Write out, unchanged, the part of the records below that opens with the line containing "like point(354, 656)." and closes with the line containing "point(337, 368)", with both of those lines included.

## BEGIN

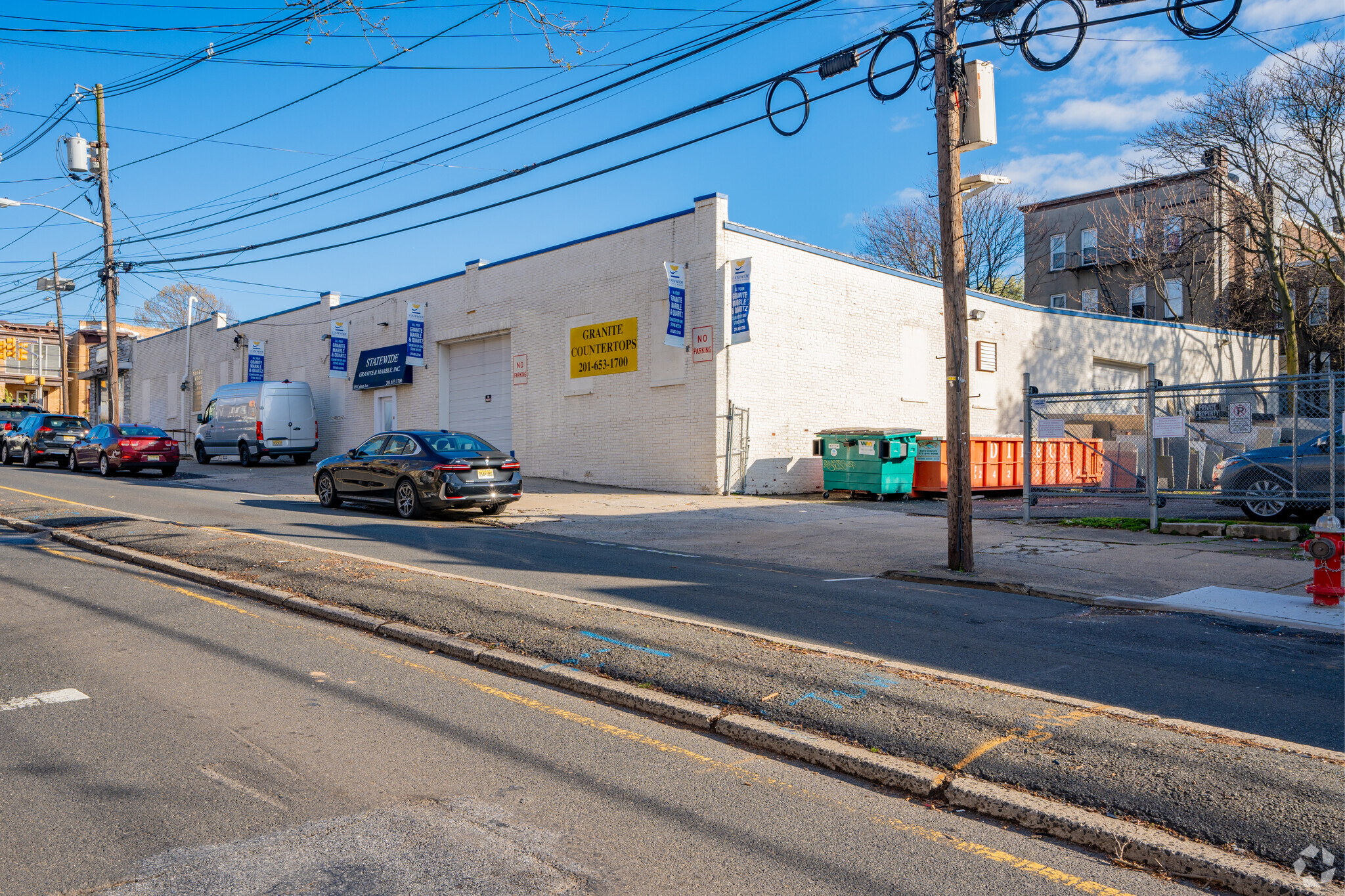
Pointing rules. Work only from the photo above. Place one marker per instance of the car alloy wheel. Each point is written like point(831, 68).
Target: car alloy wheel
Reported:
point(327, 492)
point(408, 504)
point(1266, 500)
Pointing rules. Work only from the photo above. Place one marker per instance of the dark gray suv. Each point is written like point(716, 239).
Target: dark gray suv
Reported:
point(1262, 481)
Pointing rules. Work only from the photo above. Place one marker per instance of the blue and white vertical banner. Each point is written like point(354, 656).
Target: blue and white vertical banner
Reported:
point(416, 333)
point(256, 360)
point(677, 305)
point(741, 300)
point(337, 368)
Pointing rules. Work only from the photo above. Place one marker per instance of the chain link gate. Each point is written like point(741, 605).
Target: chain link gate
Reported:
point(1200, 441)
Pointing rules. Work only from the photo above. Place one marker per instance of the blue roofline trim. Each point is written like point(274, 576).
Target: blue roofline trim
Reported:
point(462, 273)
point(997, 300)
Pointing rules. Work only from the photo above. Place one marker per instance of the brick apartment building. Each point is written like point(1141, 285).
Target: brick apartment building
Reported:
point(1147, 250)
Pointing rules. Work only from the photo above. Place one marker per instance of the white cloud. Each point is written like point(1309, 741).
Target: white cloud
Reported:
point(1067, 174)
point(1116, 113)
point(1126, 56)
point(1270, 14)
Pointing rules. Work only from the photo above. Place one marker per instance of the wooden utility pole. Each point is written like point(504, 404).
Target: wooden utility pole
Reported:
point(109, 267)
point(948, 105)
point(61, 326)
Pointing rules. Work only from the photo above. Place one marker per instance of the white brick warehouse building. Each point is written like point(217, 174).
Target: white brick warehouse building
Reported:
point(835, 341)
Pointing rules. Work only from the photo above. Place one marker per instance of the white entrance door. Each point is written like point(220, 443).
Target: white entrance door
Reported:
point(478, 390)
point(385, 412)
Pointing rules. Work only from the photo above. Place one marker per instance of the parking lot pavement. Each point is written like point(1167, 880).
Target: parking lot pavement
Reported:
point(232, 747)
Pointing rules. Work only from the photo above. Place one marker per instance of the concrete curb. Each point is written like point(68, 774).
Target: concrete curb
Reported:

## END

» Finished exercise
Pointing rules. Work only from the photo above. Place one marker per instance of the blue and white vertical banner. Each point is written like point(354, 656).
Target: blue and white vertical banner
Reported:
point(416, 333)
point(256, 360)
point(677, 305)
point(741, 300)
point(337, 368)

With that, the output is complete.